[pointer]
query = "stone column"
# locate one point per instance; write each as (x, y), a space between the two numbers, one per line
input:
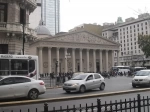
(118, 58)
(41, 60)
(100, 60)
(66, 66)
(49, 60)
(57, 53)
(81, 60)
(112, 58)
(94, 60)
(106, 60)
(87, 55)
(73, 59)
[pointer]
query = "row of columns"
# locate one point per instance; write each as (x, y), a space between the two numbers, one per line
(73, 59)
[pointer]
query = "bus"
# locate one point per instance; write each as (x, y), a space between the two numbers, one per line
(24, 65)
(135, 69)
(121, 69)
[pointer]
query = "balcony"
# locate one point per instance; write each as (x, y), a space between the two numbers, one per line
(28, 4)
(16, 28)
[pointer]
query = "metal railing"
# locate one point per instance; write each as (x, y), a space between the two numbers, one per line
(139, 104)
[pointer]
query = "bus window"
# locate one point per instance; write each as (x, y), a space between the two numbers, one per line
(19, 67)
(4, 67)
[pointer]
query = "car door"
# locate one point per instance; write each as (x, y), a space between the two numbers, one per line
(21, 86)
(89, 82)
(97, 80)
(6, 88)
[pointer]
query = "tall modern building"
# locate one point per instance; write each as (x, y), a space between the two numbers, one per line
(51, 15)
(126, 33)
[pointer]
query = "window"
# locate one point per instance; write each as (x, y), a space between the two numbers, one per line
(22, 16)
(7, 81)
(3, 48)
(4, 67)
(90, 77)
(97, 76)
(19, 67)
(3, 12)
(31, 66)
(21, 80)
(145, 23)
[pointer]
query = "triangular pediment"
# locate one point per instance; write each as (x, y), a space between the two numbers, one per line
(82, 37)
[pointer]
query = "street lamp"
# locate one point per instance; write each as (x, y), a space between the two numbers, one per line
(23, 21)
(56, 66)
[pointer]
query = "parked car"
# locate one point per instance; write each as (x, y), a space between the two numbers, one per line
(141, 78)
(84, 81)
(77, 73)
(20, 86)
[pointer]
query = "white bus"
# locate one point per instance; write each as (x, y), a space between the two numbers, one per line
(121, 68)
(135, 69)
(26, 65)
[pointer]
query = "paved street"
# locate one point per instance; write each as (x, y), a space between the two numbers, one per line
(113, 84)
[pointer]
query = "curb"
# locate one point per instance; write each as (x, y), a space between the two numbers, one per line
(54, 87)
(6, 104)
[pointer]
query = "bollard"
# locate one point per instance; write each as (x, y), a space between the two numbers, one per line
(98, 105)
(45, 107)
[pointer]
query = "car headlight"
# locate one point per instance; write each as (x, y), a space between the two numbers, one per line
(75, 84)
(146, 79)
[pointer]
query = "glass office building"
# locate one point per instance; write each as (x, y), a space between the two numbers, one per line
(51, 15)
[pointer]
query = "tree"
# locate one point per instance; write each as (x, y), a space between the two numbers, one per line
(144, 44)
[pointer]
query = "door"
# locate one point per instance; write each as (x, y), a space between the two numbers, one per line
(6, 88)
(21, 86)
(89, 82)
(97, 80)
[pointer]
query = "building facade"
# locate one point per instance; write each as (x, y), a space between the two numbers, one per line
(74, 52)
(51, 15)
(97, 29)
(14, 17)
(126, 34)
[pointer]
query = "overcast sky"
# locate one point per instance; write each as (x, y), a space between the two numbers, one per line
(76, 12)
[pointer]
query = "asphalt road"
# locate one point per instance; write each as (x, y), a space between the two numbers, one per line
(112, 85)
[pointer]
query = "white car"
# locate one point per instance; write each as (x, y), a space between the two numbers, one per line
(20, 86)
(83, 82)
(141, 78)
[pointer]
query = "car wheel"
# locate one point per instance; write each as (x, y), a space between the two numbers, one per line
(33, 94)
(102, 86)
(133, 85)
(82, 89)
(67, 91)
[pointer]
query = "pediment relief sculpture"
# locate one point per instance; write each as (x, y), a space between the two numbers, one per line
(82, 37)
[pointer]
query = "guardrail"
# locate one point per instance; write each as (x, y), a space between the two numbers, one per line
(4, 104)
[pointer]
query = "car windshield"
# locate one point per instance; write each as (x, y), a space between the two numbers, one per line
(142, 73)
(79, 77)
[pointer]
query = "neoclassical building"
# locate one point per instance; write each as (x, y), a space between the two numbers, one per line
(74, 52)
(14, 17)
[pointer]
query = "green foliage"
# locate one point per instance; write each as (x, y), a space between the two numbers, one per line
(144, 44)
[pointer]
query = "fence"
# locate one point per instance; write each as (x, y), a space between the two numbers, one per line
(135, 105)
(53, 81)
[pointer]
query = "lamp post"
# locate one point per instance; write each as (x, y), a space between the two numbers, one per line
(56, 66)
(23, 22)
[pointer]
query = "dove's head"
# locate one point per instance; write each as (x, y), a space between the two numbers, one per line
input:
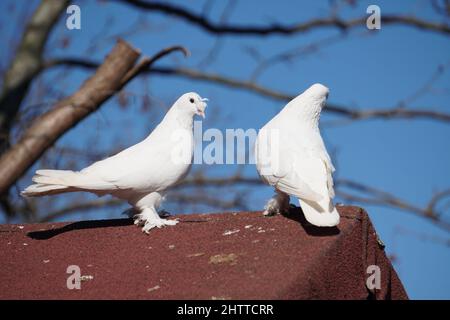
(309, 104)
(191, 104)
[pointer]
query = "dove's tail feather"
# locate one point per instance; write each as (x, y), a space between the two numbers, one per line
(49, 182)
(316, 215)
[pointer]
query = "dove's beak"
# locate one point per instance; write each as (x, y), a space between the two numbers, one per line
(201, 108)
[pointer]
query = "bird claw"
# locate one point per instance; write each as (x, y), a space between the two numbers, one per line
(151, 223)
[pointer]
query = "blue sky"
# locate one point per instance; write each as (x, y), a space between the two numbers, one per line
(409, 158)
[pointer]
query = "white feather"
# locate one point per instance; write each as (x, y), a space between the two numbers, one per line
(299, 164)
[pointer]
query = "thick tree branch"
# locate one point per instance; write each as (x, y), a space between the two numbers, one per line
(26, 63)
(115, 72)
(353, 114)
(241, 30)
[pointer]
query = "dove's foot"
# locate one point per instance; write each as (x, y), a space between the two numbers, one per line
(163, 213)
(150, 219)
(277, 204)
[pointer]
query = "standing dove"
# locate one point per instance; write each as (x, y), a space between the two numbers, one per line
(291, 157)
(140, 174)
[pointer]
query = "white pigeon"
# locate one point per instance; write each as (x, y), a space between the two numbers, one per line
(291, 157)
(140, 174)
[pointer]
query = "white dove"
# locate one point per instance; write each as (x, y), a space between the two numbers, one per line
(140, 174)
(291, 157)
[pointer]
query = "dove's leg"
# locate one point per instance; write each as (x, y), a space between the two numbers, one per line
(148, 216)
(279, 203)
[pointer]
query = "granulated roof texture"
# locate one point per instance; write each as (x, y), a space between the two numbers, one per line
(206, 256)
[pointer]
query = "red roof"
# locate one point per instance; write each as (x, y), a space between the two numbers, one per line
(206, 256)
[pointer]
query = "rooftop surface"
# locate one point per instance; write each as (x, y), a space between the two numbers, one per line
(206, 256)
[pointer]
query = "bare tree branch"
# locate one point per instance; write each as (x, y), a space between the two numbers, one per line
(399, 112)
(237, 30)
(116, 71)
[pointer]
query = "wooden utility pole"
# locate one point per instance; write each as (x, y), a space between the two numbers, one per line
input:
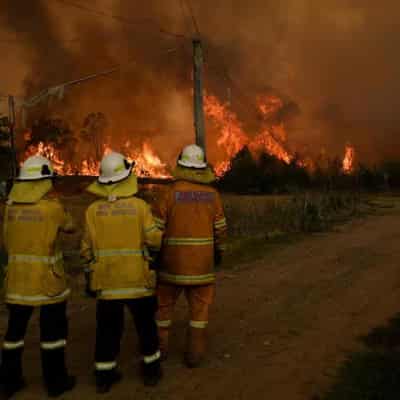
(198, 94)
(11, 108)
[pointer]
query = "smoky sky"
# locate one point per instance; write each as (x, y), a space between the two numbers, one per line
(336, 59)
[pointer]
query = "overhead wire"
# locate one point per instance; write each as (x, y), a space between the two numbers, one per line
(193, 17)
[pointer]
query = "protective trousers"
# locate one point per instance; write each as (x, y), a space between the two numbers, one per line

::::

TASK GOAL.
Scan the listing above, and wherever a line holds the word "building", copy it.

COMPLETED TASK.
query = "tall modern building"
query = "glass office building"
query = "building facade"
query = "neoclassical building"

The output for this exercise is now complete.